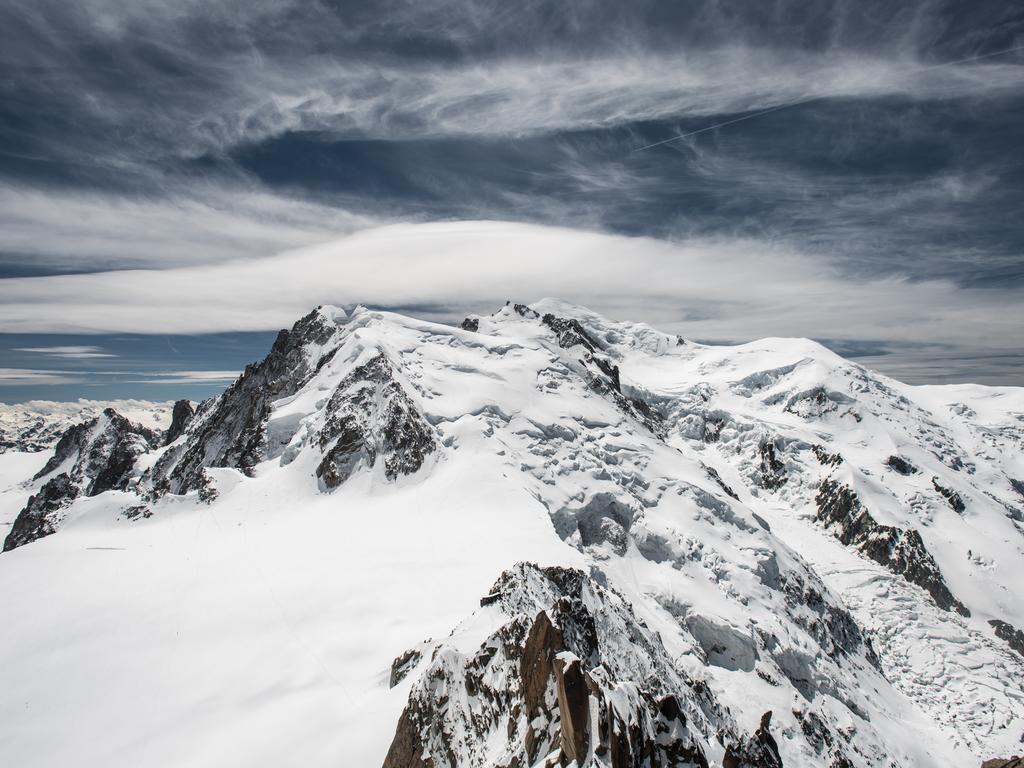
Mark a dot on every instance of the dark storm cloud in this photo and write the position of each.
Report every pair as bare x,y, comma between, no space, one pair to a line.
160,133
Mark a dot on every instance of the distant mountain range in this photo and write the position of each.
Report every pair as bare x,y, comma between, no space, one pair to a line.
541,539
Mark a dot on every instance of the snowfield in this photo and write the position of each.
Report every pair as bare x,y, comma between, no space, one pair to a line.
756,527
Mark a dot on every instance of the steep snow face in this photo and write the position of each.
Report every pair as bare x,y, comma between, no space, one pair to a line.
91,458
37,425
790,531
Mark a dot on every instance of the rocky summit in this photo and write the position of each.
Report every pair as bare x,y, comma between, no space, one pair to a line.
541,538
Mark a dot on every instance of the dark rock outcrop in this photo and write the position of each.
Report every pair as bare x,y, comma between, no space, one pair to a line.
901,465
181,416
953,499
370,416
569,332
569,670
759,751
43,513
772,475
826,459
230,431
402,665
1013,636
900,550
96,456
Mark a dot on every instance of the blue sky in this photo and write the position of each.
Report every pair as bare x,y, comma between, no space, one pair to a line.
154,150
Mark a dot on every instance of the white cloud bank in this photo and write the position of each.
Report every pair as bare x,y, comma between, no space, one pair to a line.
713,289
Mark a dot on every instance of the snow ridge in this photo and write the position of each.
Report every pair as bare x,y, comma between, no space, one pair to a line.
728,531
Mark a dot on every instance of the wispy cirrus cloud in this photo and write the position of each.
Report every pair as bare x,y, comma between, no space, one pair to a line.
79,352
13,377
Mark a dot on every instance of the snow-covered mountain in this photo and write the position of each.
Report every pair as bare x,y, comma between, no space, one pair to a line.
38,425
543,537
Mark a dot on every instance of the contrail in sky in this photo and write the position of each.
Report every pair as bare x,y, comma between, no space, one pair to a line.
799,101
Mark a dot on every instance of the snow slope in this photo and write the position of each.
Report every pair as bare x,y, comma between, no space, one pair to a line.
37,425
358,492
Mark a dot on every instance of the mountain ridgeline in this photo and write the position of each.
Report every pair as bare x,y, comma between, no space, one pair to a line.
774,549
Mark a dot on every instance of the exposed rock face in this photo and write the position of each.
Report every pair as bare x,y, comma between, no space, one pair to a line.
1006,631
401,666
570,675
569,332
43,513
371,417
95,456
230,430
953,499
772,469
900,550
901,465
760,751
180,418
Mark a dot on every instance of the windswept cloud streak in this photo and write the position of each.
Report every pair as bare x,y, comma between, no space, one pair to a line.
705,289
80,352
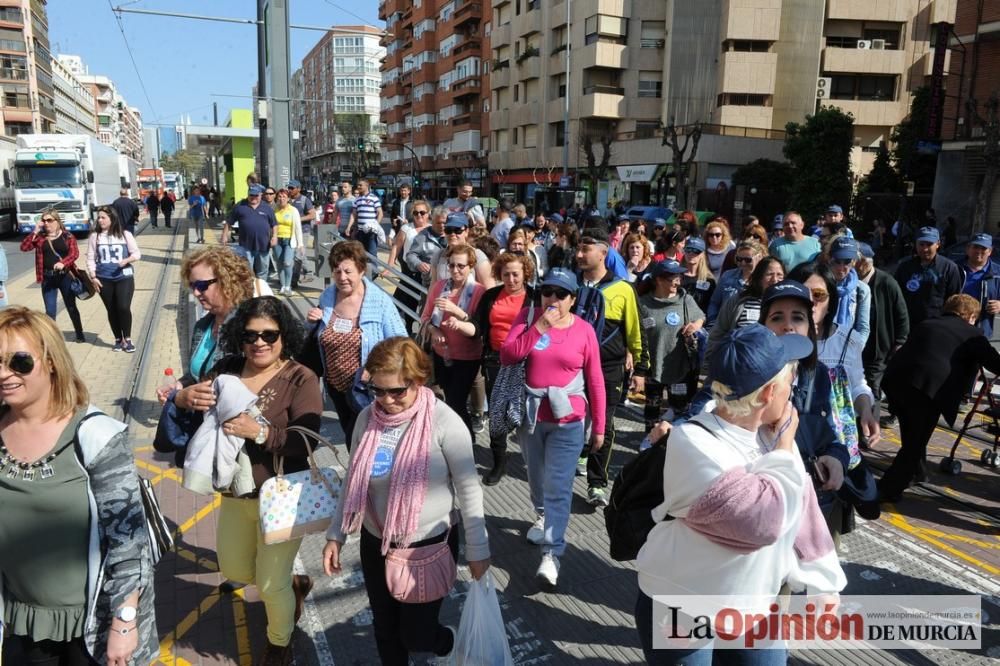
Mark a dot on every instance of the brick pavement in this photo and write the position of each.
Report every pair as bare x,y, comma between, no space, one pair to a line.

REQUIRED WORK => Print all of the records shown above exactly, leaving out each picture.

SOLVED EXERCISE =>
Mark a dot on every instance of the dark storm cloud in this photo and write the position of each.
Report every pair as bare x,y, comma between, no space, one pair to a line.
160,133
Mark a dot on every instance of the distant mountain range in this photo and write the position of each.
Report every pair as bare x,y, comma between, no space, one pair to a line.
541,539
Mark a dot on every instance of the snowfield in this photo and write the position of each.
Report every pair as bare x,y, comma between, no space, one pair to a line.
756,527
Mark a dot on every instance of the steep snow face in this photo and write the position of each.
Report every pair as bare x,y, comma between, no space, one pair to a line.
91,458
37,425
790,531
Mark a dot on every instance of the rocky summit in this photo and write the position of each.
Report every pair as bare x,y, comma between, no space, one pair to a line.
541,538
Mark a dot on every instance of the dark rock outcrop in this photo and write the position of each.
Report every pair as bare x,y, comma between, no space, one pair to a line.
901,465
181,416
953,499
370,416
569,332
569,670
759,751
43,513
772,475
826,459
230,431
402,665
1013,636
900,550
96,456
Mark a dot on every instance of the blue sky in this photo and write the position of each.
Report every pair as bare x,y, comma between, no space, one pair to a line.
154,150
Mark a dot on every instance of the white cloud bank in this photo and write the position of each.
Report every pair as bare x,y, comma between, no space, one pair to a line.
713,289
Mark a dot on every instance of the snow ridge in this photo and write the position of each.
Report every pair as bare x,y, comma between, no space, one pair to a line.
728,531
Mark a dot on every instance of the wispy cirrus cloud in this photo and write the position of each.
Report every pair as bare x,y, comma between, no space, one pair to a line.
79,352
13,377
Mark a dot on every instance of the snow-covered mountain in this photo and write the position of each.
Report every pair as bare x,y, comma between, no space, one pair to a line.
38,425
543,537
Mark a dot on every instance of the contrail in sky in this photo and write the position of each.
Report every pair as bare x,y, comma between, no space, one pair to a line.
799,101
Mark a dot on every instance of the snow slope in this photo and write the position of each.
Report every pair as bare x,y, comma between, no space, one pair to a line.
37,425
358,492
Mark a dot on every instance of the mountain ridgeline in this photo and write the position of each.
Report every pair as bare x,y, comma between, no space, one pair to a line.
774,549
Mark a dot on every instance of the exposed rock face in this photo and write the position of each.
Report every pair as bare x,y, comma between, no space, one pair to a line.
1006,631
401,666
570,675
569,332
43,513
371,417
95,456
230,430
953,499
772,469
900,550
901,465
760,751
180,418
Mark a dot on every instance of the windswept cloud streak in this photo and write the position of each.
Report every pair as bare x,y, comma between, no space, one pair to a line.
705,289
80,352
Mark a dot on every instance of the brick pavement in this photo and write the position of each.
Report every pair as bare x,y, comma between, no space, one pair to a line.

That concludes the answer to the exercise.